Belize bills itself as Mother Nature’s best-kept secret, but the cat’s out of the bag and the tiny Central American country is becoming a mecca for active travelers seeking adventure in one easily accessible locale. Fit Globetrotter Dena Roché explores what makes adventure travel different in Belize.
Everyone knows about the Great Barrier Reef, but if you’re an adventurer looking for a trip closer to home, check out the longest reef in the Western Hemisphere located off the shores of Ambergris Caye in Belize. The reef is teeming with life, and is a snorkeling paradise. Join a tour put on by the knowledgeable guides from Ramon’s Village and visit Hol Chan Reserve, Belize’s oldest marine reserve and most popular dive/snorkel site. Once at the reef, your guide will lead you on an hour guided snorkel to various spots to see wildlife like turtles, eagle rays, eels, groupers and other marine life. Pair the tour with a trip to Shark Ray Alley to swim with sting rays and nurse sharks.
If snorkeling has whetted your appetite for the seas, get your PADI certification with Ramon’s, the oldest dive shop on the island and then set sail for a dive of Belize’s famous Blue Hole, arguably the most photographed dive site in the world. The site was discovered in 1971 by Jacques Cousteau and Ramon Nunez (of Ramon’s Village). After a 2.5 hour boat ride to the site you’ll dive 130-feet inside the Blue Hole itself and then dive a 60-foot wall dive near Half Moon Caye. After lunch and a visit to a bird sanctuary you’ll wrap up the day diving The Aquarium near Long Caye.
Whether you like deep sea fishing or light tackle fishing, Belize is ready to delight. Deep sea tours focus on marlin, barracuda and wahoo, while reef fishing tours might have you snagging snapper, mackerel or amberjacks. For anglers who prefer using a fly rod or spinning reel, there are plenty of bonefish to fight for and maybe even an elusive Tarpon. Belize is the only place, outside of South Florida where you can try for a fishing Grand Slam-bonefish, permit and tarpon on the same day.

• ENTRIES SUPPLIED
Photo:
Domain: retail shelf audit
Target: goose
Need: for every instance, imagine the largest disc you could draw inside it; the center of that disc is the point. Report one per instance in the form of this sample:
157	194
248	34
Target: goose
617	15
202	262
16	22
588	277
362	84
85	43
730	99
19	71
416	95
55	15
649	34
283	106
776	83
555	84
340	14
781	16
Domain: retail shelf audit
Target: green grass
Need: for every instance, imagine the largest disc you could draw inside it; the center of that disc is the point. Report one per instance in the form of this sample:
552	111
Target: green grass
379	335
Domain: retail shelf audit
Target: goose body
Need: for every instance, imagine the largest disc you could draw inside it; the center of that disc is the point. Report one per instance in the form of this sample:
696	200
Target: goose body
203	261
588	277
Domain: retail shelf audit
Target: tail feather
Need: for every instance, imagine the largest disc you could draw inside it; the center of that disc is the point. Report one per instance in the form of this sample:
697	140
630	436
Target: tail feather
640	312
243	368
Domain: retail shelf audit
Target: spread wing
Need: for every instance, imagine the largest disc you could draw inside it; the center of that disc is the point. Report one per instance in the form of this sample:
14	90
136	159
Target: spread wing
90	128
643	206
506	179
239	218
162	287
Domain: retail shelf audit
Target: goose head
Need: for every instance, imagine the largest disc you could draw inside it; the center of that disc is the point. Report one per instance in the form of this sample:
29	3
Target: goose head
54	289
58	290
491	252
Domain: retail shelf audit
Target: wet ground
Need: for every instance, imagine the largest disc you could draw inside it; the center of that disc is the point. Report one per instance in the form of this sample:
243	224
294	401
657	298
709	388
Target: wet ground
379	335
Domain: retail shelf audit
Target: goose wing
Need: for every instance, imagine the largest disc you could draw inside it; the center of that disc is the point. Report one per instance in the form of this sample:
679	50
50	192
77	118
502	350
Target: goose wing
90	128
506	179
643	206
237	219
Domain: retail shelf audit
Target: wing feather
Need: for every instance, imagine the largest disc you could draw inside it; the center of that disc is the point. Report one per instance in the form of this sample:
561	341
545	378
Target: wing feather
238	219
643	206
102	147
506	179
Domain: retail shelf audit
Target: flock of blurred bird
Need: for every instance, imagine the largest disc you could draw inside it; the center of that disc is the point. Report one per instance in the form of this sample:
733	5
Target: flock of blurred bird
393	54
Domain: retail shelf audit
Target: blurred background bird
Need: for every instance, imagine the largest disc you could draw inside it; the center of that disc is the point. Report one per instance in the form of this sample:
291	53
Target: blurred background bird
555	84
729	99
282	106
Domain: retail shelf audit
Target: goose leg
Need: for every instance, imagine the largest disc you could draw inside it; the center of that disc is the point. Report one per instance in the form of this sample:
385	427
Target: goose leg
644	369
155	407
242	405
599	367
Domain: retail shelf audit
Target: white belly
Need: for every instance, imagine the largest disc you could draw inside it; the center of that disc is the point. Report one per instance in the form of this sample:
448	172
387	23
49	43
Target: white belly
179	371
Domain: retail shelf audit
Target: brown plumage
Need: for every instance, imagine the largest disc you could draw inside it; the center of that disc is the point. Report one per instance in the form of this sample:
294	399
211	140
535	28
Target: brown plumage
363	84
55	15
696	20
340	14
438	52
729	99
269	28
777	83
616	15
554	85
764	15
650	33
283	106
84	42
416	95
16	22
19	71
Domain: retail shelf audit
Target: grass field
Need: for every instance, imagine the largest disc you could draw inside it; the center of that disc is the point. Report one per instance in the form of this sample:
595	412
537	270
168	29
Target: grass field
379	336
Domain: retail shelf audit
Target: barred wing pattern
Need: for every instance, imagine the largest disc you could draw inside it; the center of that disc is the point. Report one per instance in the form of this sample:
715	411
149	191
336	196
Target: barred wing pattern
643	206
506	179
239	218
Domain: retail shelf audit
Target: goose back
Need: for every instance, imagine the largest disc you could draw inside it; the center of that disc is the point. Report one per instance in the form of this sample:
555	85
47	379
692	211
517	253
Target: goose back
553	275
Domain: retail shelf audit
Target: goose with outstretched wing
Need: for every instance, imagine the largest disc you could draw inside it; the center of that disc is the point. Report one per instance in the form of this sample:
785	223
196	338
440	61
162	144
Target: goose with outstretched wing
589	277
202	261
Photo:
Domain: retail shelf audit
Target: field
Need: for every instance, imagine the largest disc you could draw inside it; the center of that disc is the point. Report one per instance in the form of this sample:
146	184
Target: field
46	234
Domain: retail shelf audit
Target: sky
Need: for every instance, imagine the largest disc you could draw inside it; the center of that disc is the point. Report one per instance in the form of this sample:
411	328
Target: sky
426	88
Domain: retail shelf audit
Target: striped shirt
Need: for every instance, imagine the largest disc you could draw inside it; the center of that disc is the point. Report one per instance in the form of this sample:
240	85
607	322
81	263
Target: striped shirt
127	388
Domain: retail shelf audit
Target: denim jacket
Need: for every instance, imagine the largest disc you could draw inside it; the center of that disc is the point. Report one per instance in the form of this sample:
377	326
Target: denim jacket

• EXERCISE SET
**a.** According to the Belize adventure travel article, who discovered the Blue Hole, and in what year?
**b.** Extend the Belize adventure travel article beyond its final paragraph.

• PER-TASK ANSWERS
**a.** Jacques Cousteau and Ramon Nunez discovered it in 1971.

**b.**
In the jungle of Belize lies the Jungle Jaguar Camp run by Chukka, where you can experience the Mayan history of Belize…by cave tubbing. On your cave tubing excursion you’ll float through crystal caves filled with stalactites as well as the occasional bat. In the heart of the cave you’ll have the opportunity to get off the water and explore this Mayan underworld that dates back to 300-900 AD. You’ll see remnants of Mayan pottery used in their sacrificial ceremonies and your guide will paint a picture of what Mayan life might have been like. The tour ends with the opportunity to tube or swim in a lagoon in the cave.
Flying through the tree tops you’ll have a picture perfect view of the opening to one of the Mayan ceremonial caves and the dense jungle that served as the Mayans hunting grounds. Throughout the tour the guides educate participants on the trees and plants the ancient Mayan’s used for food, ceremony and healing.
Belize offers adventures on land, above land, on the sea and below the water. What adventurer could ask for more?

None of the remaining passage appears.